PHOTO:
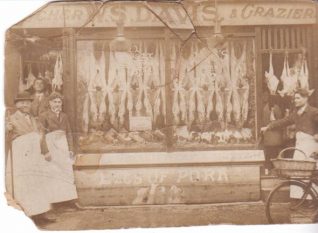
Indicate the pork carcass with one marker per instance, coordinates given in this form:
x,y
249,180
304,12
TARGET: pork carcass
x,y
211,90
158,80
30,79
126,98
97,89
244,95
226,74
303,75
86,113
219,100
57,81
179,103
271,80
237,73
196,103
290,81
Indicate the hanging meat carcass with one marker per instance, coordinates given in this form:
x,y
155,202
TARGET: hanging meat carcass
x,y
179,104
158,80
30,79
290,81
226,75
303,75
243,96
57,81
123,72
196,101
144,74
219,100
97,88
271,80
238,72
211,89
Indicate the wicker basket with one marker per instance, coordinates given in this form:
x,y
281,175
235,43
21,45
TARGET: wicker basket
x,y
294,168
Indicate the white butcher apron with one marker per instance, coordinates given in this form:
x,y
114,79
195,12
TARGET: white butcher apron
x,y
62,186
307,144
29,184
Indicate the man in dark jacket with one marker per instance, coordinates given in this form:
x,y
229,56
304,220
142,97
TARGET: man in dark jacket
x,y
305,118
40,101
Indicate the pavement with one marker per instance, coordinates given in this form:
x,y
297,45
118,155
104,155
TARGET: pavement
x,y
113,217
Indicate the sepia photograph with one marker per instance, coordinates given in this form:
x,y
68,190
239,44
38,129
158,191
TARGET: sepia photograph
x,y
167,113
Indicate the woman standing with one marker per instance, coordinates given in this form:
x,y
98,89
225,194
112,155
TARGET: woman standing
x,y
58,149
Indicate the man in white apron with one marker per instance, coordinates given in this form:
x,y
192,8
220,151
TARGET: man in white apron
x,y
58,148
26,168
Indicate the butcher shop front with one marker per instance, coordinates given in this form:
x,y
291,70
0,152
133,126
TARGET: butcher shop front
x,y
166,99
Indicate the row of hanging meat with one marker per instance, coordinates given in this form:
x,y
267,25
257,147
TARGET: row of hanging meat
x,y
135,84
217,85
132,85
54,77
291,78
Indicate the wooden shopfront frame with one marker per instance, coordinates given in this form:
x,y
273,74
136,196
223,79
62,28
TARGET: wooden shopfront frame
x,y
201,173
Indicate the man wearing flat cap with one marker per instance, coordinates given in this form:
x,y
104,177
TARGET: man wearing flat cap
x,y
305,118
40,101
58,149
25,161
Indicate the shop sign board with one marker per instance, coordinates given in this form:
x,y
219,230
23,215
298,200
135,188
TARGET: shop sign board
x,y
58,15
168,185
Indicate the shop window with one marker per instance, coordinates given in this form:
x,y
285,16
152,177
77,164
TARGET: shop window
x,y
41,58
121,95
214,97
121,101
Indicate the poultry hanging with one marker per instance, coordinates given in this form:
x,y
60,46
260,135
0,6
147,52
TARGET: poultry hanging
x,y
303,75
271,80
290,82
219,107
126,94
225,61
179,103
57,81
235,76
145,73
196,103
158,81
244,95
211,89
30,79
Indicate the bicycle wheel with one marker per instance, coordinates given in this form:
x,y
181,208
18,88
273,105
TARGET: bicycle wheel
x,y
282,208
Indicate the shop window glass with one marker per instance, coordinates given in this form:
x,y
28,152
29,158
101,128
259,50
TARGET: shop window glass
x,y
121,95
214,97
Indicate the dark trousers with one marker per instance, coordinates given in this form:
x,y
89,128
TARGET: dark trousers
x,y
271,152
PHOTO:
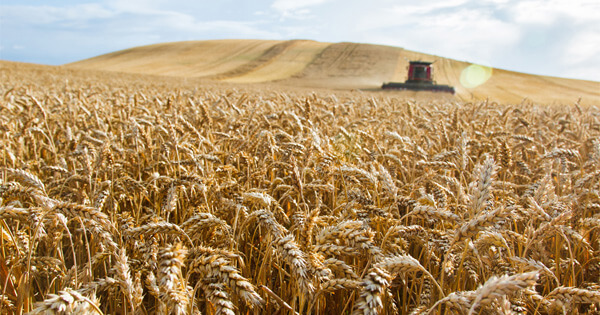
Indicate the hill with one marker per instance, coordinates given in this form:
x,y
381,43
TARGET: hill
x,y
313,64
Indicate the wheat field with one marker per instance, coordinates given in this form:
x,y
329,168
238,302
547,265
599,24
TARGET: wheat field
x,y
131,194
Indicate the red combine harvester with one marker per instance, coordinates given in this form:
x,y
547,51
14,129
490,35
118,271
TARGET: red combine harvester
x,y
419,79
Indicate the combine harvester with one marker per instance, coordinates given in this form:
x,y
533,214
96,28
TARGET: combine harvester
x,y
419,79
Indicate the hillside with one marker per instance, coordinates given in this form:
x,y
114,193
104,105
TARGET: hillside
x,y
313,64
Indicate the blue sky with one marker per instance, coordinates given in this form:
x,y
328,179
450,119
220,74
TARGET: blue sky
x,y
548,37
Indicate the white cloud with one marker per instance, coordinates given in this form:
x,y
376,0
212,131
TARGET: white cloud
x,y
549,11
554,37
290,5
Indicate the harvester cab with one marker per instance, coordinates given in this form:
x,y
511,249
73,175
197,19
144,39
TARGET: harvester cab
x,y
420,78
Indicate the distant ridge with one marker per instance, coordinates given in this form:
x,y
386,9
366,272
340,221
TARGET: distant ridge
x,y
307,63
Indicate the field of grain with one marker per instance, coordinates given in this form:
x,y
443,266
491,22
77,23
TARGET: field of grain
x,y
125,194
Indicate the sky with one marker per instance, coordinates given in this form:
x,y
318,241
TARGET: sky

_Problem to work on_
Please print the entries shown above again, exactly, and skip the pictures.

_Worked solution_
PHOTO:
Indicate the pork carcass with one marker per instance, coordinates given in this form:
x,y
249,180
304,12
TARGET: pork carcass
x,y
211,90
158,80
30,79
126,98
97,89
244,95
226,74
303,75
86,113
219,100
57,81
179,103
271,80
237,73
196,103
290,81
Indicate the hanging meat carcass with one marker per instance, coordinates given in this form:
x,y
155,202
TARGET: hanging meat carcass
x,y
179,104
158,80
30,79
290,81
226,75
303,75
243,96
57,81
123,72
196,101
144,74
219,100
97,88
271,80
238,72
211,89
Indicate the wicker basket with one marker per instance, coordinates given in this form:
x,y
281,175
235,43
21,45
TARGET: wicker basket
x,y
294,168
Indicate the white butcher apron with one marker per instance, coordinates given in this form:
x,y
114,79
195,12
TARGET: white butcher apron
x,y
62,186
307,144
29,184
Indicate the man in dark jacket with one marker per instance, coordinates given in this form:
x,y
229,56
304,220
142,97
TARGET: man in dark jacket
x,y
305,118
40,101
Indicate the pavement with one marker per instance, coordinates given in this form:
x,y
297,45
118,155
104,155
TARGET: pavement
x,y
113,217
Indicate the sepia photograph with one marker per instance, coordinates given in this form:
x,y
68,190
239,44
38,129
158,191
TARGET: sepia photograph
x,y
167,113
Indicate the woman standing with one marker per instance, coordinates given in this form:
x,y
98,89
225,194
112,155
TARGET: woman standing
x,y
58,149
Indicate the man in white apron with one marker per instance, coordinates given in this form:
x,y
192,8
220,151
TARGET: man in white apron
x,y
58,148
26,168
Indicate the butcher shop front with one marker per instance, coordinates given in this form:
x,y
291,70
0,152
133,126
TARGET: butcher shop front
x,y
166,99
Indicate the row of hanging meat with one marker per instance, coordinates given in this form:
x,y
267,25
257,147
TARGET: row of hanging meat
x,y
135,84
217,85
132,85
54,77
291,78
Indicate the wooden shopfront frame with one marker per instance, coordinates given in this form:
x,y
273,74
136,196
223,79
62,28
TARGET: wooden shopfront frame
x,y
201,173
Indicate the man wearing flat cap with one marker per instance, coordinates given in this form:
x,y
104,177
TARGET: man wearing flat cap
x,y
305,118
40,101
58,149
25,161
Indicate the shop sign board with one marker per instance, coordinates given in this form:
x,y
219,230
23,215
298,200
135,188
TARGET: shop sign board
x,y
58,15
168,185
Indicate the shop window with one marker per instance, coordinates given in this form:
x,y
285,16
152,177
77,164
TARGET: shop window
x,y
41,58
121,95
214,97
121,101
Indicate the poultry hanging with one marker per instance, coordinates given in this form:
x,y
60,46
260,135
0,6
147,52
TARGET: poultry hanging
x,y
303,75
271,80
290,82
219,107
126,94
225,61
179,103
57,81
235,76
145,73
196,103
158,81
244,95
211,89
30,79
Indicate the bicycle wheel with one marker per instance, coordinates given in this form:
x,y
181,208
18,88
273,105
TARGET: bicycle wheel
x,y
282,208
Indicate the shop window glass with one marker per instance, coordinates given in this form:
x,y
28,152
29,158
101,128
259,50
TARGET: shop window glass
x,y
121,95
214,97
Indicate the dark trousers with one marker per instance, coordinates given in this form:
x,y
89,128
TARGET: dark trousers
x,y
271,152
PHOTO:
Indicate the hill with one marker per instance, coordinates given in this form:
x,y
381,43
TARGET: hill
x,y
313,64
Indicate the wheat field with one marker per instance, coordinates given in this form:
x,y
329,168
238,302
547,265
599,24
TARGET: wheat field
x,y
131,194
Indicate the red combine harvester with one marker per instance, coordinates given in this form:
x,y
547,51
14,129
490,35
118,271
TARGET: red combine harvester
x,y
419,79
Indicate the combine harvester with one marker per instance, coordinates given in this form:
x,y
533,214
96,28
TARGET: combine harvester
x,y
419,79
Indicate the hillside with one marker per instance, coordinates given in this form:
x,y
114,193
104,105
TARGET: hillside
x,y
313,64
Indicate the blue sky with one marker per instance, coordinates given in this form:
x,y
328,179
450,119
220,74
TARGET: blue sky
x,y
548,37
Indicate the white cloud with one marker per instance, coordinates given in this form:
x,y
376,0
212,131
TARGET: white cloud
x,y
549,11
554,37
290,5
Indicate the harvester cab with one marker per instance, coordinates given in this form:
x,y
511,249
73,175
197,19
144,39
TARGET: harvester cab
x,y
420,78
Indicate the distant ridge with one marker per instance, coordinates given in this form:
x,y
386,9
366,272
340,221
TARGET: distant ridge
x,y
307,63
Indicate the field of grain with one marker per instance, coordinates given in this form:
x,y
443,266
491,22
77,23
TARGET: field of grain
x,y
125,194
Indicate the sky with one marker per instance, coordinates given in this form:
x,y
318,241
TARGET: sky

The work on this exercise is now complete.